§ **Directions for this task**
Find the line containing "hey real quick, where is the winding" in the entries below. Reproduce that line and each one after it to the end, exactly, with no other lines.

Stored items from a collection
--------------------------------
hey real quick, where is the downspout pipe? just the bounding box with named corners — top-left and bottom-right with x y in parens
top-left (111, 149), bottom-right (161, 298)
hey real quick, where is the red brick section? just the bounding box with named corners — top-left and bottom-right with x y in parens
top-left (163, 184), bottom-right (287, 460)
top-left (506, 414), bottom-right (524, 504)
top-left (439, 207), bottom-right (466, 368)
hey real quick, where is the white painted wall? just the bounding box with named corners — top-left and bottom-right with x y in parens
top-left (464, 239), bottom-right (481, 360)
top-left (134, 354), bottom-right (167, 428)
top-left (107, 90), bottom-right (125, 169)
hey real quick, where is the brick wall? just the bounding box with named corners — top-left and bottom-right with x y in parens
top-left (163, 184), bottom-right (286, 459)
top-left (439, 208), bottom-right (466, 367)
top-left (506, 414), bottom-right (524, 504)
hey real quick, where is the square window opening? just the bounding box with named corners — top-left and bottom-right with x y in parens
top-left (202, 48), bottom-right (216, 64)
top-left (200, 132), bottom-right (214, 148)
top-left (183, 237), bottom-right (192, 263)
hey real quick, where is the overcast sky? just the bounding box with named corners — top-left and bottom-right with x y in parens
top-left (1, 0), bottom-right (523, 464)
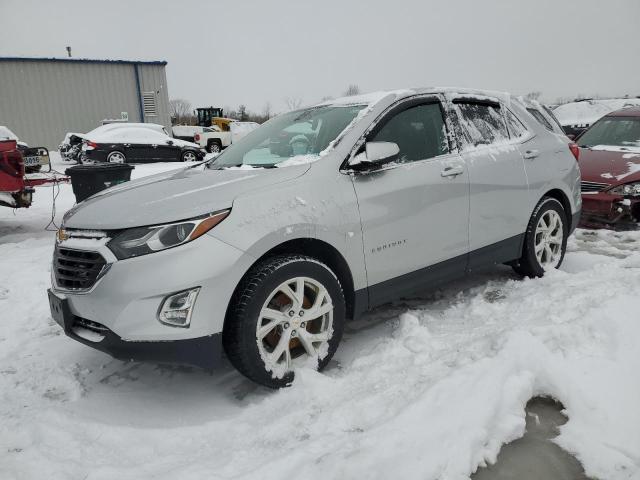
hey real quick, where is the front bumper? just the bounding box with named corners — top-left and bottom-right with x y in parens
top-left (50, 232), bottom-right (254, 346)
top-left (580, 193), bottom-right (640, 229)
top-left (48, 289), bottom-right (222, 368)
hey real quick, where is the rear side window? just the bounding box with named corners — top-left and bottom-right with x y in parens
top-left (454, 102), bottom-right (509, 146)
top-left (505, 109), bottom-right (529, 139)
top-left (527, 108), bottom-right (554, 131)
top-left (371, 103), bottom-right (449, 162)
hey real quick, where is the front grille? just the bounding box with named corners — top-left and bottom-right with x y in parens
top-left (54, 247), bottom-right (106, 291)
top-left (581, 181), bottom-right (610, 193)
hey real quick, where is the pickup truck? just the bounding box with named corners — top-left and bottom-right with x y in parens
top-left (194, 120), bottom-right (259, 153)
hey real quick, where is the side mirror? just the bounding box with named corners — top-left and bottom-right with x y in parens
top-left (566, 134), bottom-right (576, 141)
top-left (352, 141), bottom-right (400, 168)
top-left (166, 140), bottom-right (174, 146)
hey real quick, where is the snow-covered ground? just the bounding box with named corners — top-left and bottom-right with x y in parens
top-left (1, 155), bottom-right (639, 480)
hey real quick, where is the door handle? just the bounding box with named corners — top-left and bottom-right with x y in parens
top-left (441, 165), bottom-right (464, 177)
top-left (523, 149), bottom-right (539, 159)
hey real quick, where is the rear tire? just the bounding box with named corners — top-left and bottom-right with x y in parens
top-left (512, 197), bottom-right (568, 277)
top-left (181, 150), bottom-right (197, 162)
top-left (223, 255), bottom-right (345, 389)
top-left (106, 151), bottom-right (126, 164)
top-left (207, 140), bottom-right (222, 154)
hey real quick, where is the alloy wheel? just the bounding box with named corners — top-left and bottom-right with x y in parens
top-left (534, 210), bottom-right (564, 269)
top-left (256, 277), bottom-right (333, 375)
top-left (107, 152), bottom-right (125, 164)
top-left (182, 151), bottom-right (197, 162)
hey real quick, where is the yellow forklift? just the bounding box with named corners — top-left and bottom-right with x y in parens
top-left (195, 107), bottom-right (235, 131)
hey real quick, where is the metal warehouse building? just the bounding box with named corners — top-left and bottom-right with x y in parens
top-left (0, 57), bottom-right (171, 149)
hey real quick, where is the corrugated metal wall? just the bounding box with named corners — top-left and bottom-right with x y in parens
top-left (0, 59), bottom-right (171, 149)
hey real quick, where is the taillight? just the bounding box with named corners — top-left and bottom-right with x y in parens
top-left (194, 134), bottom-right (200, 141)
top-left (87, 141), bottom-right (98, 149)
top-left (569, 142), bottom-right (580, 161)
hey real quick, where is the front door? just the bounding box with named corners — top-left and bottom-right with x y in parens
top-left (350, 99), bottom-right (470, 307)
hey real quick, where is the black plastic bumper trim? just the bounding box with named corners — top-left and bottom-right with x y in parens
top-left (48, 289), bottom-right (223, 369)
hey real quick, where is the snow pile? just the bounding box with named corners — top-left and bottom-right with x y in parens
top-left (0, 125), bottom-right (19, 141)
top-left (553, 98), bottom-right (640, 127)
top-left (0, 157), bottom-right (639, 479)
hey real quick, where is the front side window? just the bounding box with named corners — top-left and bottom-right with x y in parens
top-left (455, 101), bottom-right (509, 146)
top-left (370, 103), bottom-right (449, 163)
top-left (211, 105), bottom-right (365, 168)
top-left (577, 116), bottom-right (640, 148)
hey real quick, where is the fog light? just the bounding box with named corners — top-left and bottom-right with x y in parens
top-left (158, 288), bottom-right (200, 327)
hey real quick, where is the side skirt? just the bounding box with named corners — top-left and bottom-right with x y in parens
top-left (355, 234), bottom-right (524, 315)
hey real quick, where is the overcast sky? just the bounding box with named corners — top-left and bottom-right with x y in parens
top-left (1, 0), bottom-right (639, 114)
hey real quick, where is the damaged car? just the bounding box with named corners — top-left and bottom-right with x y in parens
top-left (577, 107), bottom-right (640, 228)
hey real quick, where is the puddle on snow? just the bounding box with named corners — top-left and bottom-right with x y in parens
top-left (472, 397), bottom-right (594, 480)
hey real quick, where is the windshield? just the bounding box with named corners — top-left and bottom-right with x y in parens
top-left (210, 105), bottom-right (365, 168)
top-left (578, 116), bottom-right (640, 148)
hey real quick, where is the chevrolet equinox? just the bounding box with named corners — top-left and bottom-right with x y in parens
top-left (48, 88), bottom-right (582, 388)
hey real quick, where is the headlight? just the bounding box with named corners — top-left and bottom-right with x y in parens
top-left (609, 182), bottom-right (640, 197)
top-left (107, 209), bottom-right (230, 259)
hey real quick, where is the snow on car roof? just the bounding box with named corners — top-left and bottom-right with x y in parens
top-left (315, 87), bottom-right (513, 110)
top-left (553, 98), bottom-right (640, 127)
top-left (88, 127), bottom-right (193, 147)
top-left (86, 122), bottom-right (166, 137)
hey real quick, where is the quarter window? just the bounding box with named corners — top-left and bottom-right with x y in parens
top-left (370, 103), bottom-right (449, 163)
top-left (454, 101), bottom-right (509, 146)
top-left (526, 108), bottom-right (554, 131)
top-left (505, 109), bottom-right (530, 139)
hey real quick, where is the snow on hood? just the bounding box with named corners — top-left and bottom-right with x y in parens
top-left (62, 163), bottom-right (310, 229)
top-left (553, 99), bottom-right (640, 127)
top-left (578, 147), bottom-right (640, 184)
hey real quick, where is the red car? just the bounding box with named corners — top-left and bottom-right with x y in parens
top-left (577, 107), bottom-right (640, 229)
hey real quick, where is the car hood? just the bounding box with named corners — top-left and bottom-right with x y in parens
top-left (578, 147), bottom-right (640, 185)
top-left (63, 164), bottom-right (310, 230)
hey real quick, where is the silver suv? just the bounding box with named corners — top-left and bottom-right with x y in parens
top-left (48, 88), bottom-right (581, 388)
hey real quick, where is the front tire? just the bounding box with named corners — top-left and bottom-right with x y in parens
top-left (223, 255), bottom-right (345, 388)
top-left (512, 197), bottom-right (568, 277)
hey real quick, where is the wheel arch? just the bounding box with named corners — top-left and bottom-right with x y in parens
top-left (542, 188), bottom-right (571, 223)
top-left (223, 238), bottom-right (357, 334)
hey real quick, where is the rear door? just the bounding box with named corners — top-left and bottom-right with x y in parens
top-left (451, 99), bottom-right (530, 269)
top-left (350, 97), bottom-right (470, 306)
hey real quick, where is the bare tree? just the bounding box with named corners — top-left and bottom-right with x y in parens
top-left (238, 104), bottom-right (248, 121)
top-left (524, 91), bottom-right (542, 102)
top-left (343, 84), bottom-right (361, 97)
top-left (169, 98), bottom-right (193, 124)
top-left (262, 101), bottom-right (272, 120)
top-left (320, 95), bottom-right (334, 102)
top-left (284, 96), bottom-right (303, 111)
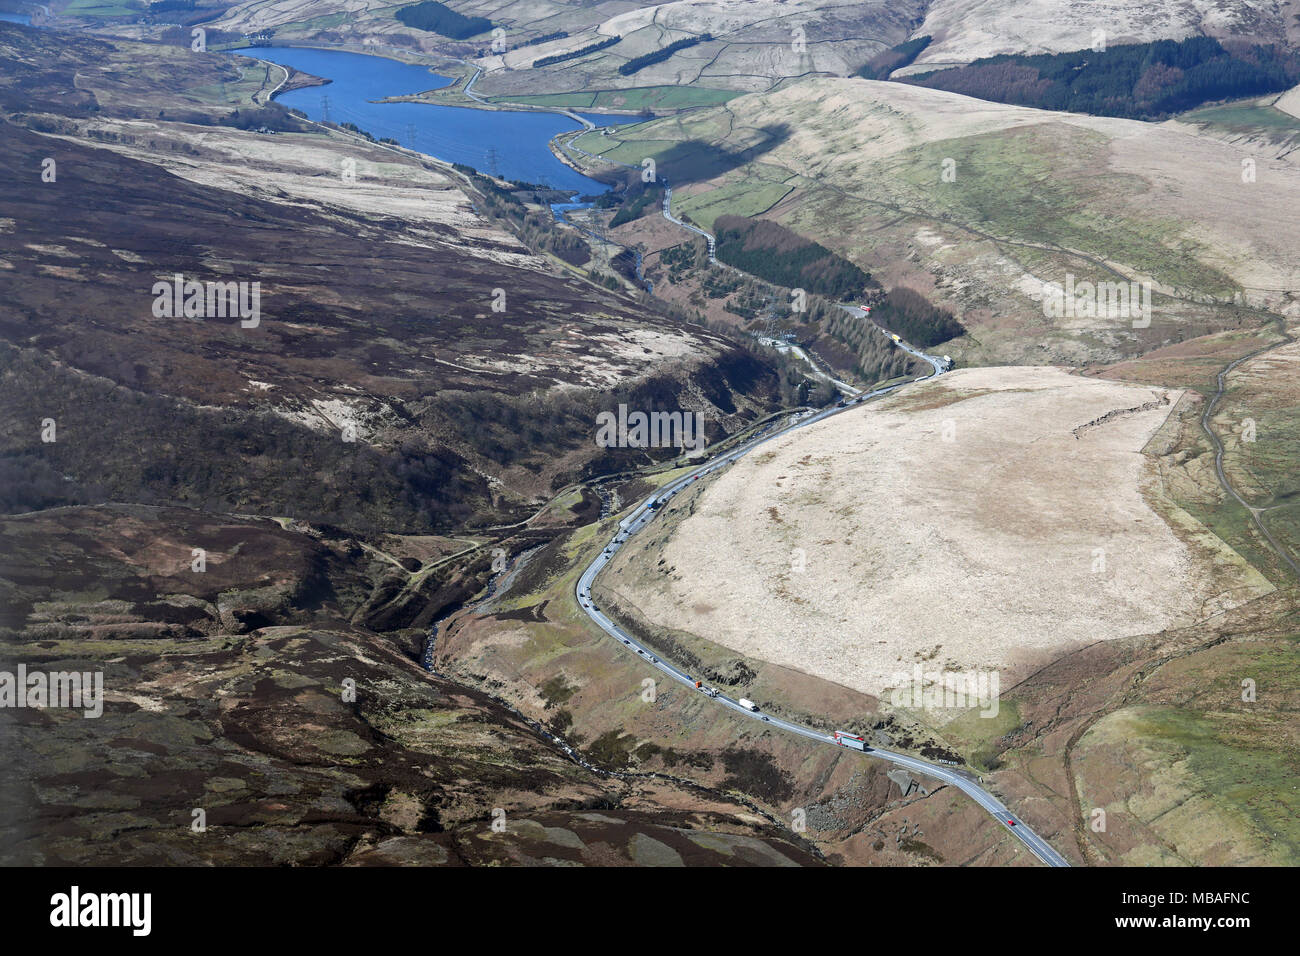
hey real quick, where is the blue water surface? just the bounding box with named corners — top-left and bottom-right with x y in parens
top-left (237, 47), bottom-right (629, 195)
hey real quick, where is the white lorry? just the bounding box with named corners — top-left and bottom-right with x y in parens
top-left (738, 698), bottom-right (759, 712)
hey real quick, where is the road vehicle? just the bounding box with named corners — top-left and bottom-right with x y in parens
top-left (834, 731), bottom-right (867, 751)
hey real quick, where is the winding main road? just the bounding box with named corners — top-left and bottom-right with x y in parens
top-left (243, 57), bottom-right (1068, 864)
top-left (574, 328), bottom-right (1070, 867)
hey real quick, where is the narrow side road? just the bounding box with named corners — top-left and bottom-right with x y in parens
top-left (464, 66), bottom-right (595, 130)
top-left (1198, 324), bottom-right (1299, 579)
top-left (661, 184), bottom-right (716, 260)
--------------------------------
§ **Response to the exercise**
hey real quick, where is the winding main road? just the bounding box with named corners — top-left and bottom-right with x y in parens
top-left (243, 57), bottom-right (1068, 864)
top-left (574, 328), bottom-right (1070, 867)
hey real quick, where is the narrow side road? just the bounding box with named corners — top-left and bottom-right with x y in parens
top-left (464, 66), bottom-right (595, 130)
top-left (1198, 324), bottom-right (1299, 579)
top-left (661, 184), bottom-right (716, 260)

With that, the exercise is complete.